## [Problem]
Can you pull out every line of the listing below that contains the word "soil"? Case matters, so match it exactly.

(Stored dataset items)
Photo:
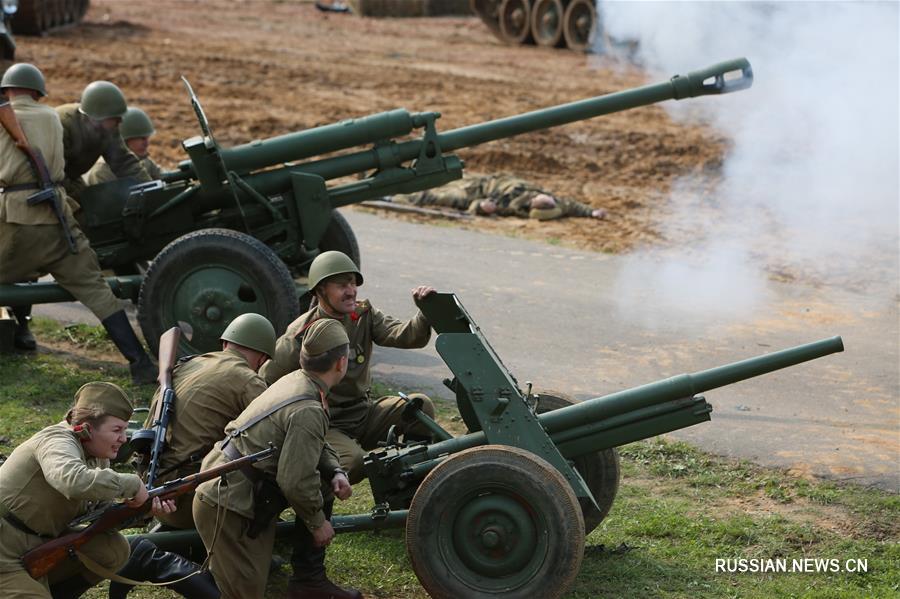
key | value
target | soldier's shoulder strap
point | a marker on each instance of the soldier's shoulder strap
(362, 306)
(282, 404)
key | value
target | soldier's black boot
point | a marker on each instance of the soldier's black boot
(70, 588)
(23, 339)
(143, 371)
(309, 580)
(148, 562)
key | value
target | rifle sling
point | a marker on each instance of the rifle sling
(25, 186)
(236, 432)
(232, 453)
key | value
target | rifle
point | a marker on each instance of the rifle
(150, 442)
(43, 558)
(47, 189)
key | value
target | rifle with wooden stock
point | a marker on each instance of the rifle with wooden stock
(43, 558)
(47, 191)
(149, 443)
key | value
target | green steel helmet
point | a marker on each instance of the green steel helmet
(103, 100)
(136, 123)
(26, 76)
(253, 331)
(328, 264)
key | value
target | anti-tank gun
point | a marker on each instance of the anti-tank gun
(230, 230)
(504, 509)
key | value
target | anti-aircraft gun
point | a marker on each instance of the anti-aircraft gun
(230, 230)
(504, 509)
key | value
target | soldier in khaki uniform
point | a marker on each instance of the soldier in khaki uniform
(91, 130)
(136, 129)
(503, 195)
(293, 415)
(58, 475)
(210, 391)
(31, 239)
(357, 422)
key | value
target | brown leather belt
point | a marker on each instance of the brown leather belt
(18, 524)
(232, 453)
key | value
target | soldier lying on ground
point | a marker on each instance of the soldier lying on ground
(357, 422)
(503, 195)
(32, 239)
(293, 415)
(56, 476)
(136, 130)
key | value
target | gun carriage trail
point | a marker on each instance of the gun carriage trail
--
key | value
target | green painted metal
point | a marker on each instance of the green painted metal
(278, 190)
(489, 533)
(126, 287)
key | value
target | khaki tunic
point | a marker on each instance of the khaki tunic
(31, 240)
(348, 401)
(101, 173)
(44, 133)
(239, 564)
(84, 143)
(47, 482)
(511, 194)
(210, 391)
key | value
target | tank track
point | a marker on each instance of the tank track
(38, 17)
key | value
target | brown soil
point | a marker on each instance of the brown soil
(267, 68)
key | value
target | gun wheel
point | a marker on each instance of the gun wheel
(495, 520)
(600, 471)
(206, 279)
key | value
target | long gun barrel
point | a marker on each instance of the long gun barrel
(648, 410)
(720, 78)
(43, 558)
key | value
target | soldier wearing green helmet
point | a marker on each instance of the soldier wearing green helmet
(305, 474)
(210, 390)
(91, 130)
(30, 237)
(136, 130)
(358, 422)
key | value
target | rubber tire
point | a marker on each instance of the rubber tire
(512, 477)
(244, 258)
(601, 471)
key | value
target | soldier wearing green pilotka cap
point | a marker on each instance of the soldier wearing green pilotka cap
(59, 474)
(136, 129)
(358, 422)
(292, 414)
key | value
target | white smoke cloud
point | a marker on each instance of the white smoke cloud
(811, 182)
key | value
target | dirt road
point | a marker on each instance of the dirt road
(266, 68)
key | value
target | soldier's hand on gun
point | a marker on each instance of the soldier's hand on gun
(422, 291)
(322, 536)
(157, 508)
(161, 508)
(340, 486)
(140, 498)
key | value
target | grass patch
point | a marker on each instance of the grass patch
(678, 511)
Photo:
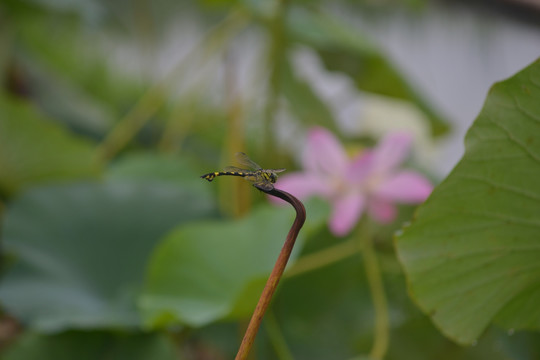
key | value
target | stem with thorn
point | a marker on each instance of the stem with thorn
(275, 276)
==
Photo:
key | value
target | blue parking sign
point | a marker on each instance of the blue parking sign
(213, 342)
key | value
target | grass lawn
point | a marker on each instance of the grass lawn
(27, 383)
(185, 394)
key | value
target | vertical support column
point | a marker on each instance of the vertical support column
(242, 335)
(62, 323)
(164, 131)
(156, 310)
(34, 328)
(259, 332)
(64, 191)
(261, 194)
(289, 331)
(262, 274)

## [Written reply]
target | brown soil
point | a marker on each instance of the brown soil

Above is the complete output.